Quoted passage:
%%
I am an introvert. Not the biggest social person. I rarely reach out to others, which is something that I have to work on. It takes time for me to warm up to new teammates and when I finally do, it is not always easy for me to express. My teammates in Niagara joke about my quietness and how I must 'hate everybody'. My coaches have said that 'I don’t have feelings' in interviews. My mother often messages me about how commentators at our games referred to me as the “Kawhi of the CEBL” because of how silent I was on the court.
Even though introverts can be hard to read, I felt a great relationship with everyone at the Niagara River Lions. We had the best team chemistry I’ve ever experienced as a pro athlete. Everybody had a voice and an opinion that mattered. I learned that I need to build connections without waiting for others to reach out to me, and I need to be more vocal about letting people know I appreciate them. You never know what friendship, opportunity or learning experience awaits.
I was originally a part of the Niagara River Lions in 2017 when the team competed in its final season in the NBL. Having the chance to join the team again in the CEBL last season allowed me to see a lot of kids that have been coming to the games, looking up to me since then. I can see their growth. I enjoy being asked for advice by kids and parents. They want to know what path I took to play professionally, and they are hungry for training tips that they can apply themselves. I am still in contact with parents and kids that I met in Niagara and I try to help them as best I can.
It was always great to share stories with new faces when we visited schools. The aim remains - to inspire kids to chase what makes them happy, and help them understand how discipline and commitment are necessary if they want to achieve goals.
Speaking of discipline and commitment, another thing I love about playing basketball in smaller cities is that they help me focus on my single purpose, which is to perform to the best of my capabilities. The fewer distractions, the better. I very rarely hit bars or clubs, let alone drink alcohol, so I appreciate the wholesome vibe that is usually part of small town culture. I can dedicate my time to basketball without compromise.
As full-time athletes, now that school is done, we may have time on our hands that we were not used to having before. For some players, that’s heaven. They can spend their spare hours on entertainment or socializing. But for athletes looking to develop multiple streams of income (for now or the future) smaller city life can present difficulties.
%%
Questions:
- A) According to the Niagara River Lions essay, what remarks have teammates, coaches and commentators made about the writer's quietness? List them all.
- B) In one to three sentences, explain why the writer of the Niagara River Lions essay enjoys playing basketball in smaller cities.
- C) Continue the Niagara River Lions essay from the point where it stops.
The items that follow were taken from a separate source and are unrelated to the Niagara River Lions essay.

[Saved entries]
%%
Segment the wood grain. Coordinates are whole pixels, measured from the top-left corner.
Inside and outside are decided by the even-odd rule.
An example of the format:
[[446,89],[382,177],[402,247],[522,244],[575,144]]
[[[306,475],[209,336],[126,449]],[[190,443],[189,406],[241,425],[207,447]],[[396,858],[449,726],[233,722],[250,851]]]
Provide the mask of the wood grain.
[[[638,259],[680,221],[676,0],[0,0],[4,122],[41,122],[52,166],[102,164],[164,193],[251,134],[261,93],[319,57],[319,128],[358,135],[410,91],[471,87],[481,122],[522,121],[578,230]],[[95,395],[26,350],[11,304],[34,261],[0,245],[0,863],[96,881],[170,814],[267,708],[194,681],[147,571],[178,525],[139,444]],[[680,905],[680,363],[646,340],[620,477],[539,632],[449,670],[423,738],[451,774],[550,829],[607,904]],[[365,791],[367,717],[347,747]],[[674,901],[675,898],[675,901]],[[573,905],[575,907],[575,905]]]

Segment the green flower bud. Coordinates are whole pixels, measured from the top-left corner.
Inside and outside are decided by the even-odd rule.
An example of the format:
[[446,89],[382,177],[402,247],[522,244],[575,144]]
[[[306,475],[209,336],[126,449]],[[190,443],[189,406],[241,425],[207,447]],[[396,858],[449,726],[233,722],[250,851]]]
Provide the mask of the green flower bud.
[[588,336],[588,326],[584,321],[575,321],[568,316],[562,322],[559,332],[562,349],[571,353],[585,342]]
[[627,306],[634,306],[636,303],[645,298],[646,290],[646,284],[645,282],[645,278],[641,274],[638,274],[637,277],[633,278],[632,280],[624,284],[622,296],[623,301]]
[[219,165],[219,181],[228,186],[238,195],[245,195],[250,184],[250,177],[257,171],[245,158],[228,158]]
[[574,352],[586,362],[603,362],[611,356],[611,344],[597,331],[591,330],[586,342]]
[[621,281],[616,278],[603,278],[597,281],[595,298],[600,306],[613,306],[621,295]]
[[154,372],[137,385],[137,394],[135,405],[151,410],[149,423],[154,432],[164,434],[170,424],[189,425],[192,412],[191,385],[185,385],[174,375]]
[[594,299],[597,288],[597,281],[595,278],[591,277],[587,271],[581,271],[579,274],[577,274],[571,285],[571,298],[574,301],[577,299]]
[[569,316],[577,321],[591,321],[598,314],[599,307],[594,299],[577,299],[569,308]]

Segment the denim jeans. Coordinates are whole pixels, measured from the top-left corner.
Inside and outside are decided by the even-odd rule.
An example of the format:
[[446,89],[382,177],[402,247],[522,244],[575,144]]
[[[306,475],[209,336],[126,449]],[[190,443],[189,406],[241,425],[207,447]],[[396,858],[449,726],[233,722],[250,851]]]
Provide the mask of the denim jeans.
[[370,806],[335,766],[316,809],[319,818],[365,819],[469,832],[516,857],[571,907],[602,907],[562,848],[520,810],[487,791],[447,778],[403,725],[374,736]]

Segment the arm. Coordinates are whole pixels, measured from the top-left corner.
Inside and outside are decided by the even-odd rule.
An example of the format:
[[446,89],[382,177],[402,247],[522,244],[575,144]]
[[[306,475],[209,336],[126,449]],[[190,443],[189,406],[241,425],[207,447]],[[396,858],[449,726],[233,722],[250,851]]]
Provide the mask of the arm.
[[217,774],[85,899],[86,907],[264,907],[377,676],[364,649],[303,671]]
%%
Expected results:
- A)
- Teammates in Niagara joke that the writer must "hate everybody."
- Coaches have said in interviews that the writer doesn't have feelings.
- Commentators at games called the writer the "Kawhi of the CEBL" because of how silent the writer was on the court.

- B) Smaller cities help the writer focus on performing to the best of their capabilities because there are fewer distractions. The writer rarely goes to bars or clubs or drinks alcohol, so they appreciate the wholesome small-town vibe that lets them dedicate their time to basketball without compromise.

- C)
So if there’s a downside to professional sports in small markets, it would simply be that bigger cities offer more opportunities for athletes who want to do more outside their sport. But even in saying this, I should acknowledge that my anti-social tendencies may affect my perceptions. Maybe I am blind to smaller market opportunities because chasing them is still outside my comfort zone. But hey, I'm working on it … and looking forward to playing in the CEBL again next summer.
(Top large images submitted by Canadian Elite Basketball League)
The Guillaume Payen Boucard edition
Q: The best book you've read?
A: The Amos Daragon fantasy fiction series by Bryan Perro. I absolutely loved them when I was growing up. Still remember most of the story today.
Q: Must-listen podcast?
A: ‘Serial’ if you are into murder investigation thrillers.
Q: Best advice you ever received?
A: You are who you surround yourself with.
Q: If your life is a movie, what would it be called?
Q: Word or phrase you over use?
Q: Skill you wish you had?
A: The ability ability to hide or show emotions at will.
Q: Something no one would guess about you?
A: l'm a nerd.
Q: What scares you?
A: To not live up to my full potential.
Q: Who gets an invite to your ultimate influential dinner party?
A: Lebron James, Kevin Hart, Dwayne Johnson, Will Smith, Eddie Murphy, Denzel Washington.
Q: What makes you cry, every time?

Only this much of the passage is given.